## [GOAL OF THE EXERCISE]
Report, word for word, every line of the material that contains "blue".

+++

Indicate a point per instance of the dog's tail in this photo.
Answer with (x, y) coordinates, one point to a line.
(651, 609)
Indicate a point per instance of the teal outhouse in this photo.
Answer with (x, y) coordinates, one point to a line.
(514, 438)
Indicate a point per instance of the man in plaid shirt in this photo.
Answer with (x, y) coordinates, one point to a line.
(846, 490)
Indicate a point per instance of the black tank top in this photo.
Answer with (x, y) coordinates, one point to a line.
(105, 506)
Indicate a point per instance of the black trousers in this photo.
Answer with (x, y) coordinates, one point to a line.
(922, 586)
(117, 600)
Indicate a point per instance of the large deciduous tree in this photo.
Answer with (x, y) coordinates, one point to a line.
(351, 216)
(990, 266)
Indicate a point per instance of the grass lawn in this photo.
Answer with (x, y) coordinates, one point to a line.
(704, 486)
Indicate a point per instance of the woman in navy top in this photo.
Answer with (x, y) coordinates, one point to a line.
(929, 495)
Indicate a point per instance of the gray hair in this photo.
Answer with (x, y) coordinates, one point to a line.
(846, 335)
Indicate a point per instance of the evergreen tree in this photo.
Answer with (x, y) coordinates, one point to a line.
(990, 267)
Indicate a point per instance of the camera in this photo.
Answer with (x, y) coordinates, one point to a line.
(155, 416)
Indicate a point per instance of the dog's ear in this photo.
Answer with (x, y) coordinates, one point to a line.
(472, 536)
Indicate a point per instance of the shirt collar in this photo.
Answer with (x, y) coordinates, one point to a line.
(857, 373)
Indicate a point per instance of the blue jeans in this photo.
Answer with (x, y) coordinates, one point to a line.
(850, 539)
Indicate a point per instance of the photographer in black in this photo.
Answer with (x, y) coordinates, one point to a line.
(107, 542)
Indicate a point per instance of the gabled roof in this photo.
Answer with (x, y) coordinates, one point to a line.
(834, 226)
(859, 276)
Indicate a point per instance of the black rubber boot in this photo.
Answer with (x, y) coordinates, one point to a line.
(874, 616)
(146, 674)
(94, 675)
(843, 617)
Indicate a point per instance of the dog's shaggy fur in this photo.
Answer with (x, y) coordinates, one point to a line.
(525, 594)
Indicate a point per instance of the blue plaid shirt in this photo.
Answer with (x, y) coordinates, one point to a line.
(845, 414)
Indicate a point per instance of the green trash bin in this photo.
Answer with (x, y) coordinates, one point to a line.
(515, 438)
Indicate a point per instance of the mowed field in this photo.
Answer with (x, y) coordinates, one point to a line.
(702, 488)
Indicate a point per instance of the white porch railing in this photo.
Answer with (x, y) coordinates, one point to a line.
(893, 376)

+++

## [RESULT OF THE EXERCISE]
Indicate a point per instance of the blue jeans in this photo.
Indicate a point per instance of the blue plaid shirt in this photo.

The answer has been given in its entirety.